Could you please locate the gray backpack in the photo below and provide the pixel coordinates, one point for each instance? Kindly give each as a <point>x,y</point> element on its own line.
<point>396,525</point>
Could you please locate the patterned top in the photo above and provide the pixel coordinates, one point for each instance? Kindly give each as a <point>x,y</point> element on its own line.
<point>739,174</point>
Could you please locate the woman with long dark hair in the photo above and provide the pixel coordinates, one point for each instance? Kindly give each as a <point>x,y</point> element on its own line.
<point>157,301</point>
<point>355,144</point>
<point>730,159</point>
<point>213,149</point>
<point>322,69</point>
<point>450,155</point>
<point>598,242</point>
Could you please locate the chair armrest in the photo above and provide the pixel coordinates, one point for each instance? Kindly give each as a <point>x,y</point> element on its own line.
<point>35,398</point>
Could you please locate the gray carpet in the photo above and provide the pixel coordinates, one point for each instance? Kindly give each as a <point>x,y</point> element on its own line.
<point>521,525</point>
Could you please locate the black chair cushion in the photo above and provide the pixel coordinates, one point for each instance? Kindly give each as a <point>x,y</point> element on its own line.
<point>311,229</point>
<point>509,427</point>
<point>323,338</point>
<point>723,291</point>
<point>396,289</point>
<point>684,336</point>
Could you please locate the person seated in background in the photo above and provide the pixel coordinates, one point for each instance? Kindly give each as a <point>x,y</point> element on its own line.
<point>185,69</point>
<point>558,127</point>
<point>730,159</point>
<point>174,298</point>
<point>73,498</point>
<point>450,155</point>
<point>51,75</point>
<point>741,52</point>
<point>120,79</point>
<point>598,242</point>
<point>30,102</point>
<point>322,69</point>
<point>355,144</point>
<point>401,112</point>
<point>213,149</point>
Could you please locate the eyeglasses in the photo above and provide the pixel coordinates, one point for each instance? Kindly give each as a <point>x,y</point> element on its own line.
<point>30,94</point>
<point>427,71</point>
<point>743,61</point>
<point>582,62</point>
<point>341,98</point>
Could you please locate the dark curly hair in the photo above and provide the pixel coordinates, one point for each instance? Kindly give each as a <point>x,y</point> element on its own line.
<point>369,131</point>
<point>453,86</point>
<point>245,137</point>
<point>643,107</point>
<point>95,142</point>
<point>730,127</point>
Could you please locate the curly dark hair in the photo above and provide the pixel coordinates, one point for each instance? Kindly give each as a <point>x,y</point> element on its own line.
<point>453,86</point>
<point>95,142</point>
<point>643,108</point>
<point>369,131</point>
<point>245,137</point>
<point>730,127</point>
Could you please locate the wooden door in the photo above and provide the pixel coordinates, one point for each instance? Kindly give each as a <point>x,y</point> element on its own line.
*****
▶ [WORK REQUIRED] Turn every line of the listing above into a numbered list, leaving out any blank lines.

▶ [SOLUTION TO THE EXERCISE]
1. Could you please locate the gray backpack in the photo below and provide the pixel coordinates, one point for each instance? Kindly give each as a <point>x,y</point> element on its own line.
2. <point>396,525</point>
3. Could you please locate the patterned top in the photo above and provide the pixel coordinates, one point for each instance? Kindly give each as a <point>x,y</point> element on its own line.
4. <point>739,174</point>
5. Could you please locate the woman with long dark hair in the photo above and provide the pixel coordinates, one point for each instance? Kindly give each as a <point>x,y</point> element on its own line.
6. <point>157,301</point>
7. <point>355,144</point>
8. <point>730,159</point>
9. <point>213,149</point>
10. <point>322,69</point>
11. <point>450,155</point>
12. <point>598,242</point>
13. Could you please locate the chair armrest in the photo above and provide the pixel coordinates, one point for each instance? Kindly give each as a <point>x,y</point> element on its own line.
14. <point>35,398</point>
15. Could you please locate the gray carpet in the photo above and provide the pixel coordinates, one point for each instance? Kindly give each as a <point>x,y</point> element on its own line.
16. <point>521,525</point>
17. Could you please locate the black chair cushion in the photo above and provide the pixel coordinates, one point for each instance? Kindly give each as a <point>x,y</point> element on its own line.
18. <point>311,229</point>
19. <point>509,427</point>
20. <point>323,338</point>
21. <point>723,291</point>
22. <point>396,289</point>
23. <point>684,336</point>
24. Could you please locate the person seated in background in the photo above and provide the pixel coordinates, one point for each instance? Kindly give each as a <point>x,y</point> element on its own line.
25. <point>185,69</point>
26. <point>558,127</point>
27. <point>730,159</point>
28. <point>174,298</point>
29. <point>73,498</point>
30. <point>450,155</point>
31. <point>51,75</point>
32. <point>741,52</point>
33. <point>120,79</point>
34. <point>598,242</point>
35. <point>30,102</point>
36. <point>322,69</point>
37. <point>355,144</point>
38. <point>401,112</point>
39. <point>213,149</point>
40. Could you please locate the eyeglasses in the photo above and provide the pixel coordinates, one point for each instance? Kindly give each as a <point>x,y</point> element on its own line.
41. <point>30,94</point>
42. <point>427,71</point>
43. <point>743,61</point>
44. <point>582,62</point>
45. <point>341,98</point>
46. Could you please locate the dark curly hair in the photo above and provide the pixel coordinates, one point for each instance? Kindly give each as a <point>x,y</point> element on its own line.
47. <point>369,131</point>
48. <point>453,86</point>
49. <point>245,137</point>
50. <point>643,107</point>
51. <point>95,142</point>
52. <point>730,127</point>
53. Could you please locate the curly dark hair in the photo above and provide the pixel coordinates, one point for each instance? Kindly give each as a <point>x,y</point> element on its own line.
54. <point>453,86</point>
55. <point>95,142</point>
56. <point>643,108</point>
57. <point>369,131</point>
58. <point>245,137</point>
59. <point>730,127</point>
60. Could you please locate the wooden door in the photo above and provide the pixel coordinates, one point for each instance? Kindly give each as a <point>x,y</point> element on its own line.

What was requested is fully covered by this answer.